→ **Exercise task 1**:
Below, identify every line of the entries that contains the string "roofed", and copy each of those lines.

→ **Excerpted text**:

=======

So how does some chic get into radios? Honestly, I have no freaking idea. I’m not a tech geek, not in the electronics field. I had never played around with CB radio or even GMRS/FRS radios. Nothing. So, what the hell happened to lead me on the journey with ham radio? It definitely was an unexpected journey.
I was introduced to radios by some good friends of mine. They were already very experienced operators by the time I had met them and were hosting a weekly net. They encouraged me to get my license. I was curious, so I bought one of Gordon West’s books so I could start studying for the exam. Once I got the book, I realized I only had one month to study and take the test before the question pool would change. So I studied and crammed and I took that test. I didn’t really think I would pass it. To my amazement and excitement, I passed! I anxiously awaited for my call sign and license. KG7MZO. I really like how the O rolls off at the end. Never once have I considered a vanity call sign.

=======

→ **Items**:
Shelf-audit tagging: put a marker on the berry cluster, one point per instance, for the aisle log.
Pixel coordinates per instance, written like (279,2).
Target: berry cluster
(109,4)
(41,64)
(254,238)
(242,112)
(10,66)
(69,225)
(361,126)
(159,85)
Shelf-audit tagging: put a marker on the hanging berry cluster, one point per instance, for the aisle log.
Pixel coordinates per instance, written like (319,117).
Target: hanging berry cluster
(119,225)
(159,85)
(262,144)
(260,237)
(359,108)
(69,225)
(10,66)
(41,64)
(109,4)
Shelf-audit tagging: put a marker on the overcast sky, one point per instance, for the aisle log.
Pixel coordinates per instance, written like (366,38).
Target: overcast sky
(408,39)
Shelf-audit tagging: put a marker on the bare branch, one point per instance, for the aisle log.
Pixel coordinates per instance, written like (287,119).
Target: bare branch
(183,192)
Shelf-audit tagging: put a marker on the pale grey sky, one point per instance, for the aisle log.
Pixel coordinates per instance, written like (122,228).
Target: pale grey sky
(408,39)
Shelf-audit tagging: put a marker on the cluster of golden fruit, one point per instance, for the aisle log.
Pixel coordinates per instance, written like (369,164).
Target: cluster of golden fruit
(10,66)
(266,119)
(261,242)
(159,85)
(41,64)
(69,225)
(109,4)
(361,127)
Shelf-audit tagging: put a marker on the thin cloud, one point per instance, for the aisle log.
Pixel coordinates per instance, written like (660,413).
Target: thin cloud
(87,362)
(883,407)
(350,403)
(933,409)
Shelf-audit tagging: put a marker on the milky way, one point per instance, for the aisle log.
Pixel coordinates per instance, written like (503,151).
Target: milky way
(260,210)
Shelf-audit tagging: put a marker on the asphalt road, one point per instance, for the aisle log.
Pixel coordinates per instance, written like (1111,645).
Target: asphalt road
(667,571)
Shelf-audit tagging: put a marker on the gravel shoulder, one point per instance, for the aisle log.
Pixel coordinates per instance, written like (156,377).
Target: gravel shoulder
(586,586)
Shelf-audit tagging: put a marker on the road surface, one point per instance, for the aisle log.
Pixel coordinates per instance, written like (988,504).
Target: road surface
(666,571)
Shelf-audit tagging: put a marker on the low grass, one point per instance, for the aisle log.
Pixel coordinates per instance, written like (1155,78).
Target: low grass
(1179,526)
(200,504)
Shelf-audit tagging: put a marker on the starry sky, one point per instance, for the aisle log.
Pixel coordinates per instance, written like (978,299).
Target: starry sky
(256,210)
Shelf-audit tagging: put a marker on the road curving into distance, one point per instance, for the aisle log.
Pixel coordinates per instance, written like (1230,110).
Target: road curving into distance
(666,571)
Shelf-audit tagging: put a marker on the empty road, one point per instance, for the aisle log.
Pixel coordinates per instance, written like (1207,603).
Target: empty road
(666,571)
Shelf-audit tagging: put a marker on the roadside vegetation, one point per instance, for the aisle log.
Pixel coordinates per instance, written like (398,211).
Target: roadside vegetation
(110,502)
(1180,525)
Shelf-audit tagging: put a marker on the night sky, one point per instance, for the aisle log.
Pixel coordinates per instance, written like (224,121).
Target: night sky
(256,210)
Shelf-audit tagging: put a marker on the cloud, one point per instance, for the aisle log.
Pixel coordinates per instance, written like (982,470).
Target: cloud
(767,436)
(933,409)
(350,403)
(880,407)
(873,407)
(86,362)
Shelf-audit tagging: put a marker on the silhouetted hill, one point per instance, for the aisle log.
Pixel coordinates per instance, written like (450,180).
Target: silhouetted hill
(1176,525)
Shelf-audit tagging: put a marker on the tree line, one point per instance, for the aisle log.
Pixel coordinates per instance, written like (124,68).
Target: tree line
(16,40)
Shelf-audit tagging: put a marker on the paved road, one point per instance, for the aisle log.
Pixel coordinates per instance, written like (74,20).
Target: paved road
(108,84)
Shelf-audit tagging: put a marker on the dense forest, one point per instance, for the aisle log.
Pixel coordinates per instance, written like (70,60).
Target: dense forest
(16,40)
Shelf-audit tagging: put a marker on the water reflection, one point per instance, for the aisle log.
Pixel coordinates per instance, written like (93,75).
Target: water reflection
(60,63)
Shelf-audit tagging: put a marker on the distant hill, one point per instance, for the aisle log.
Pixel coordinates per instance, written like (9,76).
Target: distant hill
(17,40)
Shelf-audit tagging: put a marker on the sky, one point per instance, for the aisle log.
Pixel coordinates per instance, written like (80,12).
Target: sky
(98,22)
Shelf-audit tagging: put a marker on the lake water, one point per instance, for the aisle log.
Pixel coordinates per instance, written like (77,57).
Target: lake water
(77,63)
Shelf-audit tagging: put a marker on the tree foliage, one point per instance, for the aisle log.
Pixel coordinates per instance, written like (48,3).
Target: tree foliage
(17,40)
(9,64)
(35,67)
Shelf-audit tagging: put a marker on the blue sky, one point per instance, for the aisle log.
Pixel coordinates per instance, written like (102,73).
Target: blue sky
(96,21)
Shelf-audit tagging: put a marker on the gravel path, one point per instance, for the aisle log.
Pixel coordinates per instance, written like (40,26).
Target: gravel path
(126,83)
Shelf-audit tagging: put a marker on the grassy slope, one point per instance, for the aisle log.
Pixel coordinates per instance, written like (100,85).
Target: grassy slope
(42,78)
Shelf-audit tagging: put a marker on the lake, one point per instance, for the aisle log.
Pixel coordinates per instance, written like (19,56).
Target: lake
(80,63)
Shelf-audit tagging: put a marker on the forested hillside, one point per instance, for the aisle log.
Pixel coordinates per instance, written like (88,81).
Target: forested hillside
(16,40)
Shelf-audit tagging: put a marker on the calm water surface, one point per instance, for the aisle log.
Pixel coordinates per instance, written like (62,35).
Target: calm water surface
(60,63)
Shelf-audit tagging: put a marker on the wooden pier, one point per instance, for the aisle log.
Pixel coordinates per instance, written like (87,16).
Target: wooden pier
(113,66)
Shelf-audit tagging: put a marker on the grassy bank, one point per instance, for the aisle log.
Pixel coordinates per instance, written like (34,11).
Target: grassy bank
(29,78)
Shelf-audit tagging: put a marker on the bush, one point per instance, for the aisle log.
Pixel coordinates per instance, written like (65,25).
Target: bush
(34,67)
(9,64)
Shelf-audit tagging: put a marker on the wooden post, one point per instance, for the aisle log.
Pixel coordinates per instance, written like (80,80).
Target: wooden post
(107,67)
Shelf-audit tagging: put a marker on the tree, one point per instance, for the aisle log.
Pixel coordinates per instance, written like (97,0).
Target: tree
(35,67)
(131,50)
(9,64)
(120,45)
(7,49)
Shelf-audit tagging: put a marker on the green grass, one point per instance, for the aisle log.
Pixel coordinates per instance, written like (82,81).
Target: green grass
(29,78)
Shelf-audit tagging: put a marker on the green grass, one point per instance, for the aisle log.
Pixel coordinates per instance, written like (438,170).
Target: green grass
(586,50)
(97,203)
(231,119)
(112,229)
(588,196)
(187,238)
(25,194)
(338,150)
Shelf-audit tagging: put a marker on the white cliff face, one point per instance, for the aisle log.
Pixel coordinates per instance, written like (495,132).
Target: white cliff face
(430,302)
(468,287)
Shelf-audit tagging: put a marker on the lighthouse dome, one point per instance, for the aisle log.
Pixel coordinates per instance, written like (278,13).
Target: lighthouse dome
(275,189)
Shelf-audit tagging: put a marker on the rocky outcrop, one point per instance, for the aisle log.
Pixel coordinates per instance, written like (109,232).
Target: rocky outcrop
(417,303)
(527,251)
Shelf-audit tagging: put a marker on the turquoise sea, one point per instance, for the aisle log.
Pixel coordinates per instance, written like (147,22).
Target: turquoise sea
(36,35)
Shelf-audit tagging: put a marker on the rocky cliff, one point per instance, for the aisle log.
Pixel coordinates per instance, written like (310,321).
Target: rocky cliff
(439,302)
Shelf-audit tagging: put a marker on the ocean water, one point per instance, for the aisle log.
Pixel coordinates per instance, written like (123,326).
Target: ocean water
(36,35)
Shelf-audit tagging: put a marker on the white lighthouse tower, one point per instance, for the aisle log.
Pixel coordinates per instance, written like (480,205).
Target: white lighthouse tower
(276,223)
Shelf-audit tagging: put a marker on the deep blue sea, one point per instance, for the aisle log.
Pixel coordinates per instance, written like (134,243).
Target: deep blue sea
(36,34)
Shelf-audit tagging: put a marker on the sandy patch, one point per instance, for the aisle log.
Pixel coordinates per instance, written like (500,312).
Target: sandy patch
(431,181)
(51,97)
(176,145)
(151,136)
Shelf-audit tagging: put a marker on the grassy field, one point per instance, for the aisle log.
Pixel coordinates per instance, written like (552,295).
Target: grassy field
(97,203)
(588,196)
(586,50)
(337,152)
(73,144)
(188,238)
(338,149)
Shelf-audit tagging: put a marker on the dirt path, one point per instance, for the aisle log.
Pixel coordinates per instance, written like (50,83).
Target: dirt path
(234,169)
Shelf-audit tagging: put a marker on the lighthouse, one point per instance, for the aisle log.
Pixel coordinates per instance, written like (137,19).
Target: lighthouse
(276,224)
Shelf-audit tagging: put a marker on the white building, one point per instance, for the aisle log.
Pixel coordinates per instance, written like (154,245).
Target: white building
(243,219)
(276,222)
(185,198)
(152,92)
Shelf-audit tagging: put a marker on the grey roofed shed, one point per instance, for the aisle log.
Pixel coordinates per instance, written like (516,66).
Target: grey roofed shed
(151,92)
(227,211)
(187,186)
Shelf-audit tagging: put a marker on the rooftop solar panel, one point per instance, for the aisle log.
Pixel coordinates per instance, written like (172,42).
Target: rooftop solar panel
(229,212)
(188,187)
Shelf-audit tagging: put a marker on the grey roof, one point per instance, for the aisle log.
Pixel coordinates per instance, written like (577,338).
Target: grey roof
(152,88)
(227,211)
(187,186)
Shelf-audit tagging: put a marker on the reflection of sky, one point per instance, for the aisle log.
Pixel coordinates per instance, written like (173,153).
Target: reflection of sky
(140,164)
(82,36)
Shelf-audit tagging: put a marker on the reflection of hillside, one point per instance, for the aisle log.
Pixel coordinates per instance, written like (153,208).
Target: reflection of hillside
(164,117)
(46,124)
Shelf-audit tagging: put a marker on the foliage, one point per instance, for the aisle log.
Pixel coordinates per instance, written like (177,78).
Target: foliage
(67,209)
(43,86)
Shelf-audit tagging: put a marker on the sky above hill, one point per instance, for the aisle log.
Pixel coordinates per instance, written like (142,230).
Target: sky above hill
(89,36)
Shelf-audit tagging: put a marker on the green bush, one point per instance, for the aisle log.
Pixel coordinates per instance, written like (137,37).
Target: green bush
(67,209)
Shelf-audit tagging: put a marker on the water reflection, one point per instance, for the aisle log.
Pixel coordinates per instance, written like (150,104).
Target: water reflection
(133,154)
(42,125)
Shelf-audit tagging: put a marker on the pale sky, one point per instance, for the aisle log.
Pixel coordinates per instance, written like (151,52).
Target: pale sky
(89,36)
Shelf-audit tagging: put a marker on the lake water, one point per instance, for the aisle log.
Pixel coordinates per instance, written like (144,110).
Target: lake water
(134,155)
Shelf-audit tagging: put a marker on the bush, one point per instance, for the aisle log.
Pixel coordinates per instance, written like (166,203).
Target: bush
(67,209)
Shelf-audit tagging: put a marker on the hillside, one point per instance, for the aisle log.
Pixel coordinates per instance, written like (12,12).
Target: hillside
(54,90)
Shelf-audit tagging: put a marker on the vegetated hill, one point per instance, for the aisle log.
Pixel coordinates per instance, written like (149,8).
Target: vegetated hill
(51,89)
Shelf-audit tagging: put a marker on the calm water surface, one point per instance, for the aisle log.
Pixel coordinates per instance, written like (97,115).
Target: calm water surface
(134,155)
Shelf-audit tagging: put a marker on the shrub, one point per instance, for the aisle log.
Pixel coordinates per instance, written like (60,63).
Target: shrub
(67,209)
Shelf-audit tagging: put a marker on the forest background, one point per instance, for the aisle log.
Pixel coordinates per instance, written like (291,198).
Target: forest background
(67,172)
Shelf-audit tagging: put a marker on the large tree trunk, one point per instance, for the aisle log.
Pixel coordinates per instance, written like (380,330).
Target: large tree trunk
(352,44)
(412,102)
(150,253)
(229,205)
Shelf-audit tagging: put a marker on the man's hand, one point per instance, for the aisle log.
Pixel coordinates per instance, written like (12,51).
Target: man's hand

=======

→ **Exercise task 2**:
From the ham radio text above, print the passage starting with "I was introduced" and going on through "vanity call sign.".

→ **Task response 1**:
Shelf-audit tagging: put a marker on the grey roofed shed, one point per instance, for the aisle log.
Target: grey roofed shed

→ **Task response 2**:
I was introduced to radios by some good friends of mine. They were already very experienced operators by the time I had met them and were hosting a weekly net. They encouraged me to get my license. I was curious, so I bought one of Gordon West’s books so I could start studying for the exam. Once I got the book, I realized I only had one month to study and take the test before the question pool would change. So I studied and crammed and I took that test. I didn’t really think I would pass it. To my amazement and excitement, I passed! I anxiously awaited for my call sign and license. KG7MZO. I really like how the O rolls off at the end. Never once have I considered a vanity call sign.